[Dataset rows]
★ ★ ★ ★ ★
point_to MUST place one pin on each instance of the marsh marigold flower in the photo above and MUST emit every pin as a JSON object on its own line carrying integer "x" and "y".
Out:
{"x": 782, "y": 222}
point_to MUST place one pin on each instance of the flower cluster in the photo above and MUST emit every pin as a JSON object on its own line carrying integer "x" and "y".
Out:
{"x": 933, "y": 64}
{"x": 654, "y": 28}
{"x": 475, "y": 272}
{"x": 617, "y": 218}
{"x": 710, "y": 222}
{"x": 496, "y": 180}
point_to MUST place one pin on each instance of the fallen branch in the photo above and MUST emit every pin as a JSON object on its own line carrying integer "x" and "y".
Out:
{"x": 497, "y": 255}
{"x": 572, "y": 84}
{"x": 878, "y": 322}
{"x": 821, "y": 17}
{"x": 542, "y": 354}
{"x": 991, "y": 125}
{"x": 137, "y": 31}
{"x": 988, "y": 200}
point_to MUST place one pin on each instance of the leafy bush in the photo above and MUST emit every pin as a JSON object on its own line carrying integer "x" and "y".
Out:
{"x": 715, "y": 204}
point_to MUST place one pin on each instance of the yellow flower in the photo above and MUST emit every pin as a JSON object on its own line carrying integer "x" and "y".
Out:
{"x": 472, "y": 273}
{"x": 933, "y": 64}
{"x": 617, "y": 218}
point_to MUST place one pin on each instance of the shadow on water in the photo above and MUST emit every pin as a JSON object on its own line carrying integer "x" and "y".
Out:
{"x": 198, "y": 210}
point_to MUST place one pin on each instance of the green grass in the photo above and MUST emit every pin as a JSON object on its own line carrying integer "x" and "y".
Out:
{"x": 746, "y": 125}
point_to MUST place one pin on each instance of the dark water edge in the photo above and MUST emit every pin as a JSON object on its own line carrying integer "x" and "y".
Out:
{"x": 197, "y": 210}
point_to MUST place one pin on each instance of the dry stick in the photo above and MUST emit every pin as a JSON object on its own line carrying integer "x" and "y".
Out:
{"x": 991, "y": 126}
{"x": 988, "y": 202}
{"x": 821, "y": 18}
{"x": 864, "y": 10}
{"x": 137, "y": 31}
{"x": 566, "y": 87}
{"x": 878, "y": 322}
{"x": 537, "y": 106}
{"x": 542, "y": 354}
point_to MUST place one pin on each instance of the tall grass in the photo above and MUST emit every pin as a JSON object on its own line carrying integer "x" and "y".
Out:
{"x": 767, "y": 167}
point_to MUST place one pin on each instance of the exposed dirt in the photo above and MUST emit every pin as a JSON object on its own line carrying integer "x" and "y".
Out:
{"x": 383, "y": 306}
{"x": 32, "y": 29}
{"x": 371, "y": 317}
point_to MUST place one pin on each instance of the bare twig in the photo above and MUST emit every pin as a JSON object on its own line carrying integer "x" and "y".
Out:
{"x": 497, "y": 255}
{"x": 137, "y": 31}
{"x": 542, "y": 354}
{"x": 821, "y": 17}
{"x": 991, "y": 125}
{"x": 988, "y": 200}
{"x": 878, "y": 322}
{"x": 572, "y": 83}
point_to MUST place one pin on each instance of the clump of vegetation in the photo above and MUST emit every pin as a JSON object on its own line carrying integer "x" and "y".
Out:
★ ★ ★ ★ ★
__Set problem__. Please rewrite the rows above, changing every "pin" to "marker" and leaving everything else unchanged.

__Expected answer__.
point_to MUST place one marker on each instance of the marsh marigold flower in the photo above and MUST emit every marker as a JSON object on its own line carrying integer "x" and "y".
Out:
{"x": 782, "y": 222}
point_to MUST place one marker on each instance of the flower cluster in the photo above and MUST emit every marker as a JSON object on its own line carrying integer "x" and "y".
Out:
{"x": 933, "y": 64}
{"x": 654, "y": 28}
{"x": 475, "y": 272}
{"x": 617, "y": 218}
{"x": 710, "y": 222}
{"x": 496, "y": 180}
point_to MUST place one marker on each instance of the fallen branch in the photo above and MUST emit every marker as a JSON object on its own line carrying integer "x" and "y".
Out:
{"x": 497, "y": 255}
{"x": 572, "y": 84}
{"x": 878, "y": 322}
{"x": 821, "y": 17}
{"x": 542, "y": 354}
{"x": 991, "y": 125}
{"x": 137, "y": 31}
{"x": 988, "y": 200}
point_to MUST place one marker on each instance of the leafy bush in the photo above and MUST emit every marker as a JSON object on its own line carrying integer "x" and "y".
Out:
{"x": 715, "y": 204}
point_to MUST place one marker on each instance of the yellow flower in the photo above and MUST emit every marker as a JSON object on its own line carrying integer "x" and "y".
Out:
{"x": 472, "y": 273}
{"x": 933, "y": 64}
{"x": 617, "y": 218}
point_to MUST place one marker on each instance of the shadow on water in the photo above and MUST emit every marker as a JSON object on its own line carrying integer "x" and "y".
Out:
{"x": 198, "y": 210}
point_to MUST place one marker on each instance of the green grass in the photo above and MUST emit every marker as a JSON object on its own line carrying integer "x" and "y".
Out:
{"x": 746, "y": 125}
point_to MUST place one marker on each instance of the dark water edge in the photo above and MUST emit every marker as a JSON object on its own line carrying integer "x" and "y".
Out:
{"x": 197, "y": 210}
point_to MUST place one marker on each instance of the dry stick in the photo above and MUST emit every marker as a JSON object on its own line carrying integer "x" and "y".
Out:
{"x": 991, "y": 126}
{"x": 988, "y": 202}
{"x": 821, "y": 18}
{"x": 864, "y": 10}
{"x": 137, "y": 31}
{"x": 566, "y": 87}
{"x": 878, "y": 322}
{"x": 537, "y": 106}
{"x": 542, "y": 354}
point_to MUST place one marker on each instance of the tall grass in the photo above and MUST emit every marker as a JSON object on its own line carrying integer "x" and "y".
Out:
{"x": 767, "y": 167}
point_to MUST place one marker on each instance of the exposed dirt in the photo above and MUST emit every marker as a JSON object on its own line carrying integer "x" and "y".
Out:
{"x": 383, "y": 306}
{"x": 32, "y": 29}
{"x": 371, "y": 317}
point_to MUST place one marker on each instance of the bare twig in the photo above and MUST emit every marker as a JSON object on its own line carrying integer "x" and "y".
Out:
{"x": 497, "y": 255}
{"x": 137, "y": 31}
{"x": 542, "y": 354}
{"x": 821, "y": 17}
{"x": 991, "y": 125}
{"x": 988, "y": 200}
{"x": 878, "y": 322}
{"x": 572, "y": 83}
point_to MUST place one marker on each instance of the clump of vegetation in the photo above and MUST emit every marker as a JSON object on its own line carrying integer "x" and "y".
Out:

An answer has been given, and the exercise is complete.